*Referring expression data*

--------------------

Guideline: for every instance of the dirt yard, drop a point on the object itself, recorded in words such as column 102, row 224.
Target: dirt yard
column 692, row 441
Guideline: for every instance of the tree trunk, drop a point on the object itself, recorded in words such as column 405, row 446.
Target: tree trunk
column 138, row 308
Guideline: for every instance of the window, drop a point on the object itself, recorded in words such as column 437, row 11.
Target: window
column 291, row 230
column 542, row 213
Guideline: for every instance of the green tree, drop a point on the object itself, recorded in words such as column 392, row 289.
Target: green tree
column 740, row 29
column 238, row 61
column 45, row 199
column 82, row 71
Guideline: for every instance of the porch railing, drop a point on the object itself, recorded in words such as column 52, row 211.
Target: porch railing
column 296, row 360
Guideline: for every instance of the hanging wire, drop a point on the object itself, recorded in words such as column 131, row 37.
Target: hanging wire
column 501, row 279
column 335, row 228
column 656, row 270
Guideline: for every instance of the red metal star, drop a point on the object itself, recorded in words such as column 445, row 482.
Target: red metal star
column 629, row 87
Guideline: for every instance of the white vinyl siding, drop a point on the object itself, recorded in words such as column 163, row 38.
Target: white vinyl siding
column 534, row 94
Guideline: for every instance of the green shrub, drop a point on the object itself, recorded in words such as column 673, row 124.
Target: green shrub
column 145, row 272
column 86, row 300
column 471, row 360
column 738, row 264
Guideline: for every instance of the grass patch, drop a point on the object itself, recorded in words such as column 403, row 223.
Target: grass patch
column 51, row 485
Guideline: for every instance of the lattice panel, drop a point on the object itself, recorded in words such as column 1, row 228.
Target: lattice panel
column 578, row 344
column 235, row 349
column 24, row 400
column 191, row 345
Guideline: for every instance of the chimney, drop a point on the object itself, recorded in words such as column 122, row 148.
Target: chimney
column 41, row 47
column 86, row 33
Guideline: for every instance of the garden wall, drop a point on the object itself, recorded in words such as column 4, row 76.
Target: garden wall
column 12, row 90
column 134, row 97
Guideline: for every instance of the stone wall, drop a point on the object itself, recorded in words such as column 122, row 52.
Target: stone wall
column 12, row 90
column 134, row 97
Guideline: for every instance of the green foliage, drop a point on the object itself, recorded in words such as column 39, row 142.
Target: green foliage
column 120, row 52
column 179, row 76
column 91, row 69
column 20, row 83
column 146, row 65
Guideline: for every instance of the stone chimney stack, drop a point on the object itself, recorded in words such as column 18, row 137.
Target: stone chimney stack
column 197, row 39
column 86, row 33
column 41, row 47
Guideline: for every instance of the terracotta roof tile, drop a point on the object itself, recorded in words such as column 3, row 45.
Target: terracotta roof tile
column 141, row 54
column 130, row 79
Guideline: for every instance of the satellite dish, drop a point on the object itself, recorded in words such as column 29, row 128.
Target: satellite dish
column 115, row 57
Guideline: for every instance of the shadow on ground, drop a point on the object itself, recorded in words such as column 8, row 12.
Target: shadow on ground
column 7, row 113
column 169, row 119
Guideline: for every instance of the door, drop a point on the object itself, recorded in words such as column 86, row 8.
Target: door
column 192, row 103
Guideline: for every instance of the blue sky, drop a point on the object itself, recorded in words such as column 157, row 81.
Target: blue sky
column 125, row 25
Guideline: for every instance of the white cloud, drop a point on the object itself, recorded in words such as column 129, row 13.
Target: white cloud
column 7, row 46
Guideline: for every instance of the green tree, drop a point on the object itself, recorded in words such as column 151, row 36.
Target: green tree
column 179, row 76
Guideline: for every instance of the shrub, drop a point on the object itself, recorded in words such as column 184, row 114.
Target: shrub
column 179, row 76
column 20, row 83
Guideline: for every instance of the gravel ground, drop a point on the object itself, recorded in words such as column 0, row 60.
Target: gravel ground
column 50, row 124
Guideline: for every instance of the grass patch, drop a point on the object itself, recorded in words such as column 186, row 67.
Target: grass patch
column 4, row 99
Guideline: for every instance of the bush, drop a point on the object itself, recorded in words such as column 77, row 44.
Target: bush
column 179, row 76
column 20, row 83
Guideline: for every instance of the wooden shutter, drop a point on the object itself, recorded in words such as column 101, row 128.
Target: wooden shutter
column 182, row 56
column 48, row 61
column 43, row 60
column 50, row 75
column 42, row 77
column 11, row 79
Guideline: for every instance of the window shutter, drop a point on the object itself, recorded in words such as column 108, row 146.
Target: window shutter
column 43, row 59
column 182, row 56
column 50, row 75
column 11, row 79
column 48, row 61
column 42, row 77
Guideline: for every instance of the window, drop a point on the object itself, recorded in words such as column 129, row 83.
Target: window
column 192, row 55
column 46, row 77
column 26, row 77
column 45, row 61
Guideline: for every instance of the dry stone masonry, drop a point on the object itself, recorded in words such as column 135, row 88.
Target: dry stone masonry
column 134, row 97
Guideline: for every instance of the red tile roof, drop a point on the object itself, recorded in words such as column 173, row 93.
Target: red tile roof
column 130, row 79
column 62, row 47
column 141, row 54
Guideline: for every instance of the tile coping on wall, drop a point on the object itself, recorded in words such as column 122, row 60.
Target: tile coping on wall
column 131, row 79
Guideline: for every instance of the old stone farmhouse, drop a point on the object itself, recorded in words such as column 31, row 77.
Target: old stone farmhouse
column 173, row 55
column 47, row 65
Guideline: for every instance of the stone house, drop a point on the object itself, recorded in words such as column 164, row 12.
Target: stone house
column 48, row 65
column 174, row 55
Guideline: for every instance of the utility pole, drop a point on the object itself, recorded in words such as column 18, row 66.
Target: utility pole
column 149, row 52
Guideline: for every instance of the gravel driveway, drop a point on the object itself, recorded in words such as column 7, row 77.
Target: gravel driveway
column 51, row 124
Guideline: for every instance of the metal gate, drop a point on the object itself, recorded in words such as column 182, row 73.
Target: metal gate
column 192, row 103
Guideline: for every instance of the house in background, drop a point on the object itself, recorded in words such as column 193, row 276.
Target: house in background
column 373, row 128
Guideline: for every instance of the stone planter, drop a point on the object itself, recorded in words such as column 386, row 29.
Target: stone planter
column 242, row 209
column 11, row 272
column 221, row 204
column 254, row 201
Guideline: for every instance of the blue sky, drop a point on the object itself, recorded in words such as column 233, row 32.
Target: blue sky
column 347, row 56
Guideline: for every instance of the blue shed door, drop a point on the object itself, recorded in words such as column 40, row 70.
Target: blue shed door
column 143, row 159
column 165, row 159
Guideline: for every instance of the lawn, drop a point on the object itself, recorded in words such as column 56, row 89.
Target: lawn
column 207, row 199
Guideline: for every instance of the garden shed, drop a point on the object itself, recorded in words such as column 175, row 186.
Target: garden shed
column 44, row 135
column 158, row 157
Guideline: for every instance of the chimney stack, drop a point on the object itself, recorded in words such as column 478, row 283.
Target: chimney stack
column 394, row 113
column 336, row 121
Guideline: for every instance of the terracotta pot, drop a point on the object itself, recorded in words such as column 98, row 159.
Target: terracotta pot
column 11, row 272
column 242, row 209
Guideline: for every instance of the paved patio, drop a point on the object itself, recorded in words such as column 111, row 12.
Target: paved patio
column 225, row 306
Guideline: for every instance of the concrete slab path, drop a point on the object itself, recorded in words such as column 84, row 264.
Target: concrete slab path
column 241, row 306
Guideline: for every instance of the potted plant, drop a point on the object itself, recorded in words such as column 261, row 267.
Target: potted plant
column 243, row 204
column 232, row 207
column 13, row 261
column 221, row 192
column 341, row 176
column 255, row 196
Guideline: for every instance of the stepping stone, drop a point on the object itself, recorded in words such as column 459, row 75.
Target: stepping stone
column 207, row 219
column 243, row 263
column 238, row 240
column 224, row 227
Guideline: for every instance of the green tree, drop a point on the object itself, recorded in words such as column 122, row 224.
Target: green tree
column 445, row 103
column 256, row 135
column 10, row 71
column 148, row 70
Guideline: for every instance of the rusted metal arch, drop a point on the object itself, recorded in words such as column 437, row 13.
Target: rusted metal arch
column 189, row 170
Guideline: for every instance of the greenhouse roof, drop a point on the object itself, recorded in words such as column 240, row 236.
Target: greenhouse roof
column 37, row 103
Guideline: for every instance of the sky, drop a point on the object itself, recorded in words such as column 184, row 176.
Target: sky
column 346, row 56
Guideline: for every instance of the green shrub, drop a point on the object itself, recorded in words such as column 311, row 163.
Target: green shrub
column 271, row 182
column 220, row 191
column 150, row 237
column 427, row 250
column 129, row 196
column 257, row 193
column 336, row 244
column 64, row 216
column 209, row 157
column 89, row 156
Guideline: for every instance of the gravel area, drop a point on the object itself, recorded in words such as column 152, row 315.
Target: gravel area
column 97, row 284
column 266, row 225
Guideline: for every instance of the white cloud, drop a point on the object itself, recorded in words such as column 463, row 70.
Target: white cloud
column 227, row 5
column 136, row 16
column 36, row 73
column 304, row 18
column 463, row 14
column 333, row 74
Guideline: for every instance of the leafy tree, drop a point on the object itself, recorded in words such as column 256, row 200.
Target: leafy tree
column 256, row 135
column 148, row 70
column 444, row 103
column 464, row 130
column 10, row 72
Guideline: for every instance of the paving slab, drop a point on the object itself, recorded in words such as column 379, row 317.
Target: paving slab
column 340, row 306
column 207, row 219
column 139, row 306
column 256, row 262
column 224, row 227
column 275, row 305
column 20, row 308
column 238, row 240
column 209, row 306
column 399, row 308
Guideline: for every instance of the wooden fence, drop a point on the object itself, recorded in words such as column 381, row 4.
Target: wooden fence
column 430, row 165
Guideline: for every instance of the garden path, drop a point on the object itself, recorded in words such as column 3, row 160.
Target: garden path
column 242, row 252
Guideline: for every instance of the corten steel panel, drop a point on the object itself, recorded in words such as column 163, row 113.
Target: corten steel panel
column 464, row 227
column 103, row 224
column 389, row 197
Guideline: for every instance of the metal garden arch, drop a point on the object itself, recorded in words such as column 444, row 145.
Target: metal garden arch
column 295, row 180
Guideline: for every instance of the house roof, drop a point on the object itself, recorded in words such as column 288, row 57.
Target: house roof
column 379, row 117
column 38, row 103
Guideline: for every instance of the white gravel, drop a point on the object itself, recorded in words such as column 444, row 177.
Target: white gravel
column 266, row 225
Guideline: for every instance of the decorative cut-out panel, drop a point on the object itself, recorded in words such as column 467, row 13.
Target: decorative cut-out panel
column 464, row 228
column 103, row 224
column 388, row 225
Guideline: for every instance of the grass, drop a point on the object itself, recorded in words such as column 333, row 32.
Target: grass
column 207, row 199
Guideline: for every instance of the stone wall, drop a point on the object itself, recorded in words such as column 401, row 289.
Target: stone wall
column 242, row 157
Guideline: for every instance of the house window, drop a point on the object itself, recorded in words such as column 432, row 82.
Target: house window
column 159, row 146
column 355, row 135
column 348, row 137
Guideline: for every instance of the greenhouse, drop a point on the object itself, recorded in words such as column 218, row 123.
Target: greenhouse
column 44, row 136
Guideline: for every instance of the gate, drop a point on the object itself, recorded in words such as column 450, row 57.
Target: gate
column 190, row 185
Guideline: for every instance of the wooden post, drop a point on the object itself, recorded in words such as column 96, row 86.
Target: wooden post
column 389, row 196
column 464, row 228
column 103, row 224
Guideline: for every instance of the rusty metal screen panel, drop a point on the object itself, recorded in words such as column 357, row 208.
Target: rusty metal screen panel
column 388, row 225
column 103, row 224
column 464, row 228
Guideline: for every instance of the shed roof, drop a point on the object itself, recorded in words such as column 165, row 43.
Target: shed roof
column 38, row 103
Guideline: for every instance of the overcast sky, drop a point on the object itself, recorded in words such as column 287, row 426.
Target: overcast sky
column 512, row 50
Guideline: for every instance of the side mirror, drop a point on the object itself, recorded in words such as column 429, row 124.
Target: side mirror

--------------------

*Required work*
Quote in full each line from the top of the records above through the line with "Guideline: for every instance of the porch"; stop after that line.

*Exercise output*
Guideline: for every instance of the dirt yard, drop a point on the object itself, recorded in words such as column 102, row 224.
Target: dirt yard
column 692, row 441
Guideline: for every instance of the tree trunk, drop a point on the object itself, recorded in words such as column 405, row 446.
Target: tree trunk
column 138, row 308
Guideline: for every instance of the window, drop a point on the object itself, recorded in words such as column 437, row 11.
Target: window
column 291, row 230
column 542, row 213
Guideline: for every instance of the green tree, drop a point on the object itself, recorded in words such as column 392, row 289.
Target: green tree
column 740, row 29
column 238, row 61
column 45, row 199
column 82, row 71
Guideline: for every instance of the porch railing, drop a point on the object itself, recorded in words such as column 52, row 211.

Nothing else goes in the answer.